Work required: Collect every line from the rows below that contains the string "blurred". Case counts, so match capital and lowercase letters as given.

Material supplied:
■ ■ ■ ■ ■

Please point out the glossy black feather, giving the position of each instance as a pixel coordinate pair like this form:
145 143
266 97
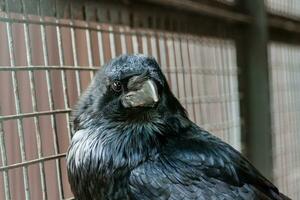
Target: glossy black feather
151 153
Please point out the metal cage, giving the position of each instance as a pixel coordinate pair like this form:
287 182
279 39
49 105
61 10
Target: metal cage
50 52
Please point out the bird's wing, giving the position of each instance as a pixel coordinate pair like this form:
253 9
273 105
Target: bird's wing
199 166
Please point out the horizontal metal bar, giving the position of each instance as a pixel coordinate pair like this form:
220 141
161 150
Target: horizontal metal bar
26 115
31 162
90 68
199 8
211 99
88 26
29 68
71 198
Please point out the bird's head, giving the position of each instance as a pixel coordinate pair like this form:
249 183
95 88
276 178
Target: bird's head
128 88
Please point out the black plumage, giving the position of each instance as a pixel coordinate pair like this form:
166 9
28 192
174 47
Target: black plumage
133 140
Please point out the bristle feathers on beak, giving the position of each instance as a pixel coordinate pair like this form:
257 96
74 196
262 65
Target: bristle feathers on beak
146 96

■ ■ ■ ■ ■

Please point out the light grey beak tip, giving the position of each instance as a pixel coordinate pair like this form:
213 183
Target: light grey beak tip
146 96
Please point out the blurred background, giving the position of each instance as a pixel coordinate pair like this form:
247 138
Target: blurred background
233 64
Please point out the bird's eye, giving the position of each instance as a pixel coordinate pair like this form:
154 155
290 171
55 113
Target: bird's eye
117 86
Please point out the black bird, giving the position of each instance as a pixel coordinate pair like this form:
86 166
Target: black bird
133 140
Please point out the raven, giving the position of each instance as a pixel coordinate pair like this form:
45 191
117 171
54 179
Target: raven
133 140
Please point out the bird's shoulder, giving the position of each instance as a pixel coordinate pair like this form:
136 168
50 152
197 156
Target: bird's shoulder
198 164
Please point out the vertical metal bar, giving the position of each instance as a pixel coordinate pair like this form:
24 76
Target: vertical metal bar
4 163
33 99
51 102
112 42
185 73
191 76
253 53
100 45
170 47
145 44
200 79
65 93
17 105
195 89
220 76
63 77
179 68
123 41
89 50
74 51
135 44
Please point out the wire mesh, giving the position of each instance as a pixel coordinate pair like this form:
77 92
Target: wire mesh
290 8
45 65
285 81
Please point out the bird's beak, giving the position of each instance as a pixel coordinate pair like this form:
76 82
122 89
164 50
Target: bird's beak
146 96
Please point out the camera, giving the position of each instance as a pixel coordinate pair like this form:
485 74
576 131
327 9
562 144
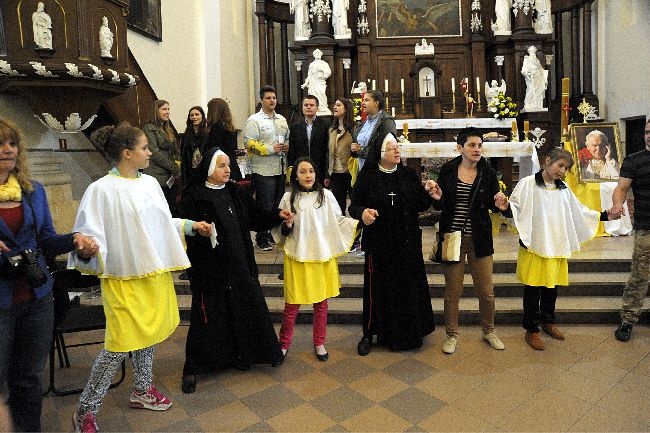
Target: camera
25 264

■ ■ ■ ■ ■

Output for this exercise:
Please point out the blurred background, giving the position of each instance as a pixel coordinate pair like this form:
Target: blurred background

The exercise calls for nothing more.